# EXTRAIT DU DOCUMENT:
Le Russe Andreï Lazukin a un contenu technique audacieux, avec deux quadruples boucles piqués. Il est connu pour réaliser de superbes quadruples Lutz à l'entraînement, mais il n'en a encore jamais réussi aucun en compétition. Les choses démarrent mal pour lui, sur le "Prélude en Do dièse" de Rachmaninov,  avec un double boucle piqué au lieu du quad annoncé. Il réalise cependant une bonne combinaison quadruple boucle piqué/triple boucle piqué. Il perd ensuite des points sur triple Axel/double boucle piqué, et retourne son triple Axel solo. Je le trouve lent comparé à Cha, il fait peu usage de sa musique et ne patine pas en rythme, ses mouvements ne respectent pas le tempo. Son style nous renvoie aux années 90. Triple flip/Euler/double Salchow (en sous-rotation), triple Lutz, triple boucle, la musique ne varie pas d'une note pendant tout le programme. Sur ces trois mêmes accords sans arrêt répétés, Patrick Chan retiendrait sans doute mon attention, mais après deux minutes de ce régime, Lazukin m'endort un peu. Et c'est vraiment dommage. A sa décharge, il passe son temps à travailler avec des débutants, jeunes et moins jeunes, afin de gagner sa vie. Il n'a pas le temps de s'entraîner correctement. On imagine pourtant aisément les progrès qu'il pourrait faire. A moins qu'il ne soit là à son maximum,  et qu'il n'y ait rien à regretter pour lui. (7ème, 135.68, total 6ème, 218.22)

 

Mikhail Kolyada bat largement son compatriote à l'applaudimètre. Hélas, il ouvre son programme sur "Carmen" par une chute sur son fameux quadruple Salchow (sous-rotation), ainsi qu'une autre sur son quadruple boucle piqué. Il est néanmoins beaucoup plus rapide que Lazukin. Mikhail a choisi une musique qui lui va bien au contraire d'Andreï,  et le public suit facilement cette mélodie très connue. Triple Axel/double boucle piqué et triple Axel après sa suite de pas. Puis triple boucle, triple Lutz/Euler, double Salchow et triple Lutz/double boucle piqué. Interrogé un jour sur la raison pour laquelle il ne tente jamais de flip, il a répondu à un journaliste qu'il partait systématiquement sur la mauvaise carre sans parvenir à se corriger et a donc fini par laisser tomber. Pourquoi prendre le risque d'être pénalisé ? Chose qui ne lui ressemble pas du tout : il trébuche deux fois dans sa suite de pas, alors que c'est, d'habitude, un de ses points forts. Ce n'est vraiment pas la fête de l'équipe russe aujourd'hui et le bilan des médailles à Helsinki se limitera à trois d'or, une d'argent et une de bronze. Ce qui n'est déjà pas si mal ! (4ème, 157.03, total 4ème, 238.79)

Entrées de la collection
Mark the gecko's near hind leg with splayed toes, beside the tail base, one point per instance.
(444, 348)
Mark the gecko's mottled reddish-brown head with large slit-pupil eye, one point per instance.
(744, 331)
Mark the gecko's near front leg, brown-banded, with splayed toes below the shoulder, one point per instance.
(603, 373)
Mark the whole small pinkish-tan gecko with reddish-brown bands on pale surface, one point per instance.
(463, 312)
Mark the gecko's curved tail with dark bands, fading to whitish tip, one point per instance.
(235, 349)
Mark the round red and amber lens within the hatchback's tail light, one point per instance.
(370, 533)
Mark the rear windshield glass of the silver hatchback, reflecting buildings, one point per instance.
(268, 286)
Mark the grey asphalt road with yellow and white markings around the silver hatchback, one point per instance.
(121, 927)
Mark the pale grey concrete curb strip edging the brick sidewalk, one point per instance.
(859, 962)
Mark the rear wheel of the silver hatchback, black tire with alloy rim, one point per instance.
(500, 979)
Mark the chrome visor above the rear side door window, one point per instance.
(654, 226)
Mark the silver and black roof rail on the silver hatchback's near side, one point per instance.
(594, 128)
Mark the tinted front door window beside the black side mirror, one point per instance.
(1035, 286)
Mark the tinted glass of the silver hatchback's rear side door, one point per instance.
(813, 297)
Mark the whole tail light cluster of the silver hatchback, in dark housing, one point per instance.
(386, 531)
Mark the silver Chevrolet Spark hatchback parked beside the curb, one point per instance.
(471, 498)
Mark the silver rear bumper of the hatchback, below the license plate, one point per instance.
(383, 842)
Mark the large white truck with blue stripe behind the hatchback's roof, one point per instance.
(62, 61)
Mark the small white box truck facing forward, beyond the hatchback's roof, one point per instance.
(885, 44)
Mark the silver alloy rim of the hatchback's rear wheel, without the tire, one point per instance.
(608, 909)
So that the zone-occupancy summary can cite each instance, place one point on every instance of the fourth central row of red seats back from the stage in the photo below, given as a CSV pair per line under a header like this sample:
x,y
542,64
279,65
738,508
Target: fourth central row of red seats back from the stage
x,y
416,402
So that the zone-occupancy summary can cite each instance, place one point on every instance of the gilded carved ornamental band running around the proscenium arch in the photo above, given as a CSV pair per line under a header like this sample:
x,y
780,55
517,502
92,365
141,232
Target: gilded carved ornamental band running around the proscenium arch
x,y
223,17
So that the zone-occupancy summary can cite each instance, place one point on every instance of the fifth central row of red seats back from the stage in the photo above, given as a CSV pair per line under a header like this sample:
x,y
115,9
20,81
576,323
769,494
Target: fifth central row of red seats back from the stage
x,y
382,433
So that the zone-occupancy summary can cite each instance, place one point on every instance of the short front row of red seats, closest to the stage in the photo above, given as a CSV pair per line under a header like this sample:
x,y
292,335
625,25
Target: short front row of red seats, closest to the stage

# BUT DE L'EXERCICE:
D'après l'extrait sur le patinage artistique, sur quelle musique Mikhail Kolyada patine-t-il son programme ?

# ZONE DE RÉPONSE:
Sur « Carmen ».